··· INPUT MATERIAL ···
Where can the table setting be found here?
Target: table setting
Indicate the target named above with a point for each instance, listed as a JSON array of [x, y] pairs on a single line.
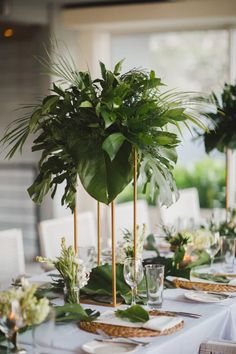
[[111, 132]]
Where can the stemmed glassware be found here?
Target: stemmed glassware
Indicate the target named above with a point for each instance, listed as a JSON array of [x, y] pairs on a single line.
[[213, 247], [10, 324], [133, 274]]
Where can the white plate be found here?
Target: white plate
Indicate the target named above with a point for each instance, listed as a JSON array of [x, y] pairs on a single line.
[[96, 347], [203, 297]]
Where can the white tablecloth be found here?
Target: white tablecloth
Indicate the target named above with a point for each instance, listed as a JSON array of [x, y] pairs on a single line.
[[218, 321]]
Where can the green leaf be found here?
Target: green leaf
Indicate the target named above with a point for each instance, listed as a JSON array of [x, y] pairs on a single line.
[[73, 313], [118, 67], [48, 103], [165, 138], [216, 278], [112, 144], [175, 114], [102, 178], [108, 116], [85, 104], [135, 313]]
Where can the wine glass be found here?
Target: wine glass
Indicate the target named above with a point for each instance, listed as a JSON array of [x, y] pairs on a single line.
[[133, 274], [213, 247], [87, 255], [10, 324]]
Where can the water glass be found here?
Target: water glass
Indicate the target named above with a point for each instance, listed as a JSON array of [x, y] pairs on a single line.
[[228, 252], [43, 333], [154, 274], [87, 255], [133, 274]]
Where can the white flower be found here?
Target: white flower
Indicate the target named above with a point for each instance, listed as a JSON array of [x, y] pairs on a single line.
[[200, 239], [126, 248], [82, 274], [33, 311]]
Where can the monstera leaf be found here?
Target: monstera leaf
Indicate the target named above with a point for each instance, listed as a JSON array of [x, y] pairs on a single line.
[[89, 129]]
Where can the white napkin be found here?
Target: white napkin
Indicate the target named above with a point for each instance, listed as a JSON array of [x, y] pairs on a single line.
[[156, 323], [162, 323]]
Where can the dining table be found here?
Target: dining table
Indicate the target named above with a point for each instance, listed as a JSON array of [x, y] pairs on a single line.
[[217, 322]]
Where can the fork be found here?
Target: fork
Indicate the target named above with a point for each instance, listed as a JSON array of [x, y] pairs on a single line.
[[220, 294], [128, 340]]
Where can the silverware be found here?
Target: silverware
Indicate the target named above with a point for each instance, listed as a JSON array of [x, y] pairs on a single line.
[[115, 339], [185, 314], [216, 293]]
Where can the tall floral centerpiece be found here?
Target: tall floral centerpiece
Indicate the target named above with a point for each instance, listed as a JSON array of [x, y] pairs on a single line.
[[106, 132], [222, 133]]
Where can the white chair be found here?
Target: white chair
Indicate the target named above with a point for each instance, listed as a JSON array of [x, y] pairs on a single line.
[[187, 208], [51, 232], [12, 260], [124, 217]]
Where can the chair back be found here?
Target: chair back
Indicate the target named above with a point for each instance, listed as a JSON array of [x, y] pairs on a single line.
[[187, 208], [51, 232], [12, 260]]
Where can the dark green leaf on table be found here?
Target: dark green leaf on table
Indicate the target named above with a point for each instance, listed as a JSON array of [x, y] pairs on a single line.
[[74, 313], [135, 313]]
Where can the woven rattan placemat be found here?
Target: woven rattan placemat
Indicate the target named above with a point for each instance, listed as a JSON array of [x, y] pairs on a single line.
[[124, 331]]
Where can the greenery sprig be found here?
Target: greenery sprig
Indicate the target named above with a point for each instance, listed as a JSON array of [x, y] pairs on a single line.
···
▶ GIVEN INSTRUCTION:
Rewrite the listing above with every "Indicate" changed to "Mark" and nothing else altered. Omit the picture lines from your version.

▶ WRITTEN ANSWER:
Where can the table setting be found here?
Target: table setting
Mark the target named above with a point for each instance, listed as a JSON array of [x, y] pairs on a single line.
[[111, 132]]
Where can the stemmed glassware be found here?
Target: stemmed glassware
Mark the target named above with a point for each instance, listed as a JSON array of [x, y] pairs on a single line.
[[213, 247], [10, 324], [133, 274]]
Where can the white plate be found here?
Target: white plate
Mark the target named above with a point for each instance, listed as a JSON array of [x, y] pairs on a single line.
[[96, 347], [203, 297]]
Where can the white tablecloth be found here?
Target: white tablecloth
Mark the target named above with a point for each instance, listed as a JSON array of [x, y] pairs on a single line.
[[218, 321]]
Where can the green leaf be found here?
Target: green leaf
Mark the target named above with a point for each instance, listed as a JSON array of [x, y] pairs on a single line.
[[73, 313], [118, 67], [48, 103], [165, 138], [216, 278], [112, 144], [175, 114], [102, 178], [108, 116], [85, 104], [135, 313]]
Where can the wine glass be found here?
Target: wine glass
Mark the target named above with a point for each instance, listed as a JSON array of [x, y] pairs on a single line.
[[133, 274], [213, 247], [87, 255], [10, 324]]
Where can the water glass be found here?
Target: water glass
Mark the target named above with a point for each instance, listed as a JSON array of [x, y] pairs on a single line.
[[228, 252], [43, 333], [154, 274], [87, 255], [133, 274]]
Where can the white flower be found here?
Target: white flower
Mark the target named above with a point for each instance, listed as a JSON array of [x, y] pairs on a single line.
[[200, 239], [126, 248], [82, 274], [33, 311]]
Where can the monstera leaf be found here?
Target: monstera leaf
Mark the target named above with a point for each instance, listed as a JSON array of [x, y] pairs on a single line.
[[89, 129]]
Where can the white napkin be found here?
Target: white napkin
Mark the target named above with a point for each instance, listed as a JSON array of [x, y] pairs on a single line.
[[156, 323], [162, 323]]
Where can the dining table be found here?
Target: dining table
Mark the target named above with a point for each instance, listed as a JSON array of [x, y] pairs on a single line.
[[217, 322]]
Where can the fork be found here?
Target: fork
Mark the target named above with a point for each instance, listed as a JSON array of [x, y] pairs on a single line.
[[220, 294], [128, 340]]
Where can the silverware be found here?
Target: silverware
Mark the target named above with a point for each instance, listed as a JSON array of [x, y] pairs on a single line.
[[115, 339], [185, 314], [216, 293]]
Where can the tall floral centerpiece be found here?
Target: tall floral centerpiece
Mark the target named above with a point for each instance, listed as a JSON array of [x, y] pairs on a single line.
[[106, 132], [222, 133]]
Where can the white chair be found here?
Target: white chair
Mark the target named above with a point for each instance, listed as a JSON array of [x, y] pairs on a single line.
[[187, 208], [51, 232], [12, 260], [124, 217]]
Where can the chair back be found here?
Target: chair back
Mark the target named above with a point for each instance, listed as a JSON array of [x, y] pairs on a single line.
[[187, 208], [51, 232], [12, 260]]
Where can the dark green leaf on table be found here?
Target: dark green leaf on table
Mark the target named above with a point for each instance, listed as a JSON array of [x, y] pairs on a single line.
[[74, 313], [135, 313]]
Where can the woven rattan placemat be found here?
Target: woven rattan placemat
Mark the target named above with a point for each instance, listed as a JSON array of [x, y] pairs on a single line.
[[124, 331]]
Where can the greenery sprig be found here?
Target: greenery sprig
Mark the target named above with a point for each instance, listed as a JSON array of [x, y] pairs on a single line.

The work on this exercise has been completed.